The Tempest Characters Analysis features noted Shakespeare
scholar William Hazlitt's famous critical essay about
characters of The Tempest.
THERE can be little doubt that Shakespear was the most
universal genius that ever lived. "Either for tragedy,
comedy, history, pastoral, pastoral-comical, historical-pastoral,
scene individual or poem unlimited, he is the only man.
Seneca cannot be too heavy, nor Plautus too light for
him." He has not only the same absolute command
over our laughter and our tears, all the resources of
passion, of wit, of thought, of observation, but he
has the most unbounded range of fanciful invention,
whether terrible or playful, the same insight into the
world of imagination that he has into the world of reality;
and over all there presides the same truth of character
and nature, and the same spirit of humanity. His ideal
beings are as true and natural as his real characters;
that is, as consistent with themselves, or if we suppose
such beings to exist at all, they could not act, speak,
or feel otherwise than as he makes them. He has invented
for them a language, manners, and sentiments of their
own, from the tremendous imprecations of the Witches
in Macbeth, when they do "a deed without a name,"
to the sylph-like expressions of Ariel, who "does
his spiriting gently"; the mischievous tricks and
gossiping of Robin Goodfellow, or the uncouth gabbling
and emphatic gesticulations of Caliban in this play.
The TEMPEST is one of the most original and perfect
of Shakespear's productions, and he has shewn in it
all the variety of his powers. It is full of grace and
grandeur. The human and ima-ginary characters, the dramatic
and the grotesque, are blended together with the greatest
art, and without any appearance of it. Though he has
here given "to airy nothing a local habitation
and a name," yet that part which is only the fantastic
creation of his mind, has the same palpable texture,
and coheres "semblably" with the rest. As
the preternatural' part has the air of reality, and
almost haunts the imagination with a sense of truth,
the real characters and events partake of the wildness
of a dream. The stately magician, Prospero, driven from
his dukedom, but around whom (so potent is his art)
airy spirits throng numberless to do his bidding; his
daughter Miranda ("worthy of that name") to
whom all the power of his art points, and who seems
the goddess of the isle; the princely Ferdinand, cast
by fate upon the heaven of his happiness in this idol
of his love; the delicate Ariel; the savage Caliban,
half brute, half demon; the drunken ship's crew—are
all connected parts of the story, and can hardly be
spared from the place they fill. Even the local scenery
is of a piece and character with the subject. Prospero's
enchanted island seems to have risen up out of the sea;
the airy music, the tempest-tost vessel, the turbulent
waves, all have the effect of the landscape background
of some fine picture. Shakespear's pencil is (to use
an allusion of his own) "like the dyer's hand,
subdued to what it works in." Every-thing in him,
though it partakes of "the liberty of wit,"
is also subjected to "the law "of the understanding.
For instance, even the drunken sailors, who are made
reeling-ripe, share, in the disorder of their minds
and bodies, in the tumult of the elements, and seem
on shore to be as much at the mercy of chance as they
were before at the mercy of the winds and waves. These
fellows with their sea-wit are the least to our taste
of any part of the play: but they are as like drunken
sailors as they can be, and are an indirect foil to
Caliban, whose figure acquires a classical dignity in
the comparison.
_ _ _ _
= What is asked =
a - In the essay on The Tempest, which characters are described as the least to our taste of any part of the play?
b - Continue the essay on The Tempest from the point at which it ends.

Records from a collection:
_ _ _ _
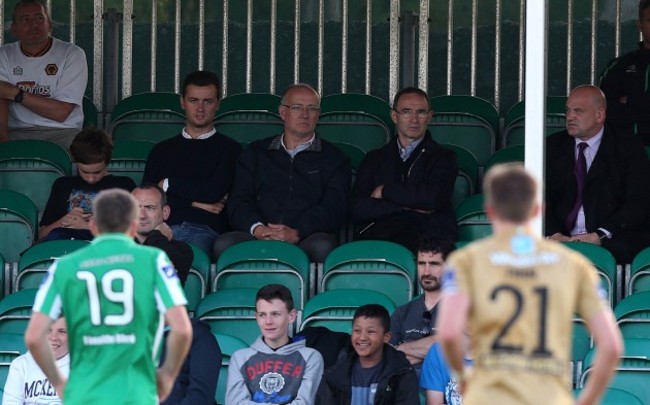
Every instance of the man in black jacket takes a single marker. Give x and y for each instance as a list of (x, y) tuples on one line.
[(613, 207), (154, 231), (293, 187), (403, 190)]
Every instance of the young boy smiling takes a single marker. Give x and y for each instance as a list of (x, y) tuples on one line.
[(276, 368), (373, 372)]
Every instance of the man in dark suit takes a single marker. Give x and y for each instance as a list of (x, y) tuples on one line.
[(613, 207)]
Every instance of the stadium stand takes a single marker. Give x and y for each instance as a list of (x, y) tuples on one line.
[(252, 264), (35, 261), (30, 167), (373, 265), (18, 224)]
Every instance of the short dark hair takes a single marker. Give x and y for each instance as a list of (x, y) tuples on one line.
[(510, 191), (153, 186), (374, 311), (21, 3), (92, 145), (275, 291), (431, 244), (643, 4), (202, 78), (297, 86), (410, 90), (114, 210)]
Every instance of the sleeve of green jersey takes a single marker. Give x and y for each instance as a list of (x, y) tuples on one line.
[(48, 300), (169, 292)]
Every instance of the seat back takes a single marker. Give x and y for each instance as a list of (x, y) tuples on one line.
[(363, 130), (252, 264), (334, 309), (467, 178), (509, 154), (30, 167), (147, 125), (198, 279), (250, 101), (228, 345), (466, 121), (231, 312), (472, 220), (633, 315), (639, 279), (376, 265), (246, 126), (18, 224), (15, 311), (358, 102), (33, 264), (129, 158), (605, 264)]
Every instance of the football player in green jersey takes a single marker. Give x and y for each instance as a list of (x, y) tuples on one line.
[(116, 296)]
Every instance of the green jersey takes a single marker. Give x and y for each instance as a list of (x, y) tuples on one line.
[(113, 294)]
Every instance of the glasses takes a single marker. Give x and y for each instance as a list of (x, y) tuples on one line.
[(408, 113), (298, 108)]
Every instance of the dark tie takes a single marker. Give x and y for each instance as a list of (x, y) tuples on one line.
[(580, 171)]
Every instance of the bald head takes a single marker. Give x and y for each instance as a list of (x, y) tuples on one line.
[(585, 112)]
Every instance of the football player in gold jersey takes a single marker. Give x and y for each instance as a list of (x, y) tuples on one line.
[(518, 294)]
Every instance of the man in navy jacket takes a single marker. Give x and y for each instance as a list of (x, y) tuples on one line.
[(403, 190)]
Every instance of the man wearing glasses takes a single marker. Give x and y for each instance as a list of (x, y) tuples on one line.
[(403, 190), (292, 187)]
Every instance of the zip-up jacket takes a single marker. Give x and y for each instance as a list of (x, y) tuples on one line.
[(397, 385), (416, 194), (308, 192), (628, 77)]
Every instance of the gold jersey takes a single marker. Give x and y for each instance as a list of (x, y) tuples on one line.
[(524, 294)]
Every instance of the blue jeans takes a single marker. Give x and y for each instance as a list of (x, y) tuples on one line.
[(197, 234)]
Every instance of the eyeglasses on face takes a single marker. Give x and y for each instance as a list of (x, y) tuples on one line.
[(298, 108), (408, 113)]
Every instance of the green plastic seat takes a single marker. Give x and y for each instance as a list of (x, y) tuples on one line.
[(363, 130), (472, 220), (467, 178), (129, 158), (254, 263), (15, 311), (632, 372), (162, 101), (355, 153), (381, 266), (246, 126), (633, 315), (509, 154), (228, 345), (33, 264), (605, 264), (90, 112), (639, 278), (334, 309), (12, 345), (18, 224), (514, 132), (467, 121), (147, 125), (358, 102), (198, 279), (231, 312), (30, 167), (250, 101), (614, 396)]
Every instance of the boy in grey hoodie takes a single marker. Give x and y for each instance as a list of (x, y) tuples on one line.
[(276, 369)]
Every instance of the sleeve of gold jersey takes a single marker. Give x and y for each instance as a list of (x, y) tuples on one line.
[(591, 297)]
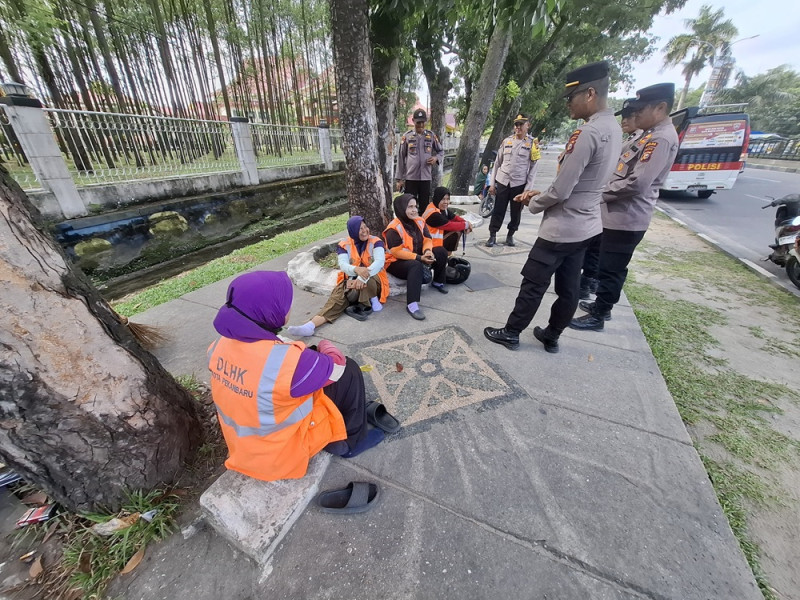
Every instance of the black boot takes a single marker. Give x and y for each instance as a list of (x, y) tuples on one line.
[(548, 337), (502, 337), (586, 287), (589, 307)]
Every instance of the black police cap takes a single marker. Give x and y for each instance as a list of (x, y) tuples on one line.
[(579, 79), (653, 94), (627, 110)]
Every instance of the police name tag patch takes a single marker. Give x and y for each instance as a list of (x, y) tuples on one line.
[(648, 151), (571, 143)]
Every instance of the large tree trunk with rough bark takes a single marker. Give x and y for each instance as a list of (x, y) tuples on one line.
[(363, 174), (466, 163), (386, 80), (85, 412)]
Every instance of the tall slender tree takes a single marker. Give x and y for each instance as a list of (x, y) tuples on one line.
[(707, 34)]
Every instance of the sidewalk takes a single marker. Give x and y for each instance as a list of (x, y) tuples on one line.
[(517, 474)]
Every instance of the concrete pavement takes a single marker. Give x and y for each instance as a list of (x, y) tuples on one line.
[(517, 474)]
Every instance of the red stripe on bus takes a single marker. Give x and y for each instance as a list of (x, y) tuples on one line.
[(735, 166)]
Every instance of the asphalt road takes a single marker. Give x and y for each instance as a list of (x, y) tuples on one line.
[(734, 218)]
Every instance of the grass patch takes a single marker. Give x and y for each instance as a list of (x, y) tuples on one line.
[(234, 263), (733, 487), (90, 561), (706, 390)]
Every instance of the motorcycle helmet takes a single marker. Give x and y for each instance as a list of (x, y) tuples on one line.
[(457, 270)]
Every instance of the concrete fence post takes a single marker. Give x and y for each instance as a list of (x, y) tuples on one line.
[(38, 142), (243, 141), (325, 144)]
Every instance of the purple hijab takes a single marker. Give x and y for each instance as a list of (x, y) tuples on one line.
[(256, 306), (353, 226)]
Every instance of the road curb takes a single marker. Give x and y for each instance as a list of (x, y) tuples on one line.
[(763, 273), (780, 168)]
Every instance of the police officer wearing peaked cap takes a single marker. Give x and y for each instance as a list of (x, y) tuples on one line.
[(513, 173), (591, 260), (630, 197), (419, 151), (570, 211)]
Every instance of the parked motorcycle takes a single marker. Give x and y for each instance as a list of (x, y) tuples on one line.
[(786, 248)]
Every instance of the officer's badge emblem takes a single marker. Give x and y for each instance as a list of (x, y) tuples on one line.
[(648, 151), (571, 143)]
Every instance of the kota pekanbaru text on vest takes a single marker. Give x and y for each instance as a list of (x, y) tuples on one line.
[(226, 371)]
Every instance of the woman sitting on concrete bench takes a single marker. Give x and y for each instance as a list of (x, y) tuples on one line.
[(362, 286), (280, 403)]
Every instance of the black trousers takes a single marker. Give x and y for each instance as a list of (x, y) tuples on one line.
[(411, 271), (350, 398), (421, 190), (503, 197), (591, 260), (616, 250), (546, 259)]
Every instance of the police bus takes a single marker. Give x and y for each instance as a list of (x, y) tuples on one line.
[(712, 148)]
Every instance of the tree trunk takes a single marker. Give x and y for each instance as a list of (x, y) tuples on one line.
[(387, 41), (85, 412), (467, 156), (363, 175)]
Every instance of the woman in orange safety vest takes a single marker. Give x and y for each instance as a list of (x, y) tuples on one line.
[(445, 226), (362, 285), (280, 403), (409, 248)]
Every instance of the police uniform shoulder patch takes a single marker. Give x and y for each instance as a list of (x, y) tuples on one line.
[(571, 143), (648, 151)]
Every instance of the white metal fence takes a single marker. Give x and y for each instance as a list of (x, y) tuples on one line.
[(281, 145), (12, 156), (102, 147), (111, 147)]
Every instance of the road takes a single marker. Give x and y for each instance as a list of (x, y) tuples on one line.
[(734, 218)]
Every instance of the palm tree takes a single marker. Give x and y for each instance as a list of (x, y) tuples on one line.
[(708, 32)]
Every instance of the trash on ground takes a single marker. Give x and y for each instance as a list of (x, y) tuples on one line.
[(38, 514), (114, 525)]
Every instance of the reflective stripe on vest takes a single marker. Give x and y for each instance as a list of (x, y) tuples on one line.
[(266, 407)]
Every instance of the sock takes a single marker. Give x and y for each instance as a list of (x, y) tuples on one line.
[(301, 330)]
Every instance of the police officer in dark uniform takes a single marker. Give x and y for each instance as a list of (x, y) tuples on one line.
[(570, 209), (630, 198), (591, 261), (419, 151)]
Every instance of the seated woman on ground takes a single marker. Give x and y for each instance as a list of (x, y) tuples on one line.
[(362, 285), (482, 182), (409, 248), (445, 226), (280, 403)]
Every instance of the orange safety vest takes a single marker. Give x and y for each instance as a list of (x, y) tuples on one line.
[(365, 260), (269, 434), (408, 241), (436, 234)]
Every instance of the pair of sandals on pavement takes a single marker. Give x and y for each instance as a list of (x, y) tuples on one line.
[(360, 496)]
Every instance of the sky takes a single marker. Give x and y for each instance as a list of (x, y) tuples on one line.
[(776, 22)]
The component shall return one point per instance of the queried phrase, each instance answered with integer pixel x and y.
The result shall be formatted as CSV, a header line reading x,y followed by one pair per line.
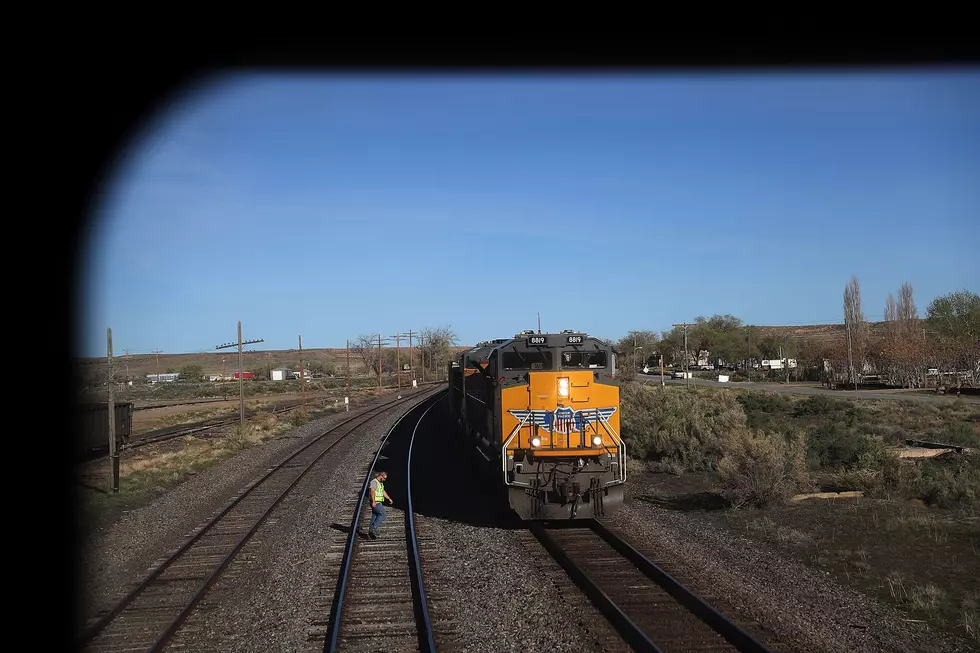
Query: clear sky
x,y
335,206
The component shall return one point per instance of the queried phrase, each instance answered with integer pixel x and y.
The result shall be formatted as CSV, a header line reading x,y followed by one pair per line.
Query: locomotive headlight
x,y
563,386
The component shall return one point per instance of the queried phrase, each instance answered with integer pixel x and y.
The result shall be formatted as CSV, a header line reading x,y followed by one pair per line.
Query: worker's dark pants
x,y
377,516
_ _ _ _
= The responses =
a - The drunken sailors, with their sea-wit.

b -
The character of Caliban is generally thought (and
justly so) to be one of the author's master-pieces.
It is not indeed pleasant to see this character on the
stage any more than it is to see the god Pan personated
there. But in itself it is one of the wildest and most
abstracted of all Shakespear's characters, whose deformity
whether of body or mind is redeemed by the power and
truth of the imagination displayed in it. It is the
essence of grossness, but there is not a particle of
vulgarity in it. Shakespear has described the brutal
mind of Caliban in contact with the pure and original
forms of nature; the character grows out of the soil
where it is rooted, uncontrouled, uncouth and wild,
uncramped by any of the meannesses of custom. It is
"of the earth, earthy." It seems almost to
have been dug out of the ground, with a soul instinctively
superadded to it answering to its wants and origin.
Vulgarity is not natural coarseness, but conventional
coarseness, learnt from others, contrary to, or without
an entire conformity of natural power and disposition;
as fashion is the common-place affectation of what is
elegant and refined without any feeling of the essence
of it. Schlegel, the admirable German critic on Shakespear,
observes that Caliban is a poetical character, and "always
speaks in blank verse." He first comes in thus:
"Caliban. As wicked dew as e'er my mother brush'd
With raven's feather from unwholesome fen,
Drop on you both! a south-west blow on ye,
And blister you all o'er!
Prospero. For this, be sure, tonight thou shalt have
cramps,
Side-stitches that shall pen thy breath up; urchins
Shall, for that vast of night that they may work,
All exercise on thee: thou shalt be pinched
As thick as honey-combs, each pinch more stingin
g Than bees that made them.
Caliban. I must eat my dinner
This island's mine by Sycorax my mother,
Which thou tak'st from me. When thou camest first,
Thou stroak'dst me, and mad'st much of me; would'st
give me
Water with berries in't; and teach me how
To name the bigger light and how the less
That burn by day and night; and then I lov'd thee,
And shew'd thee all the qualities o' th' isle,
The fresh springs, brine-pits, barren place and fertile:
Curs'd be I that I did so! All the charms
Of Sycorax, toads, beetles, bats, light oh you!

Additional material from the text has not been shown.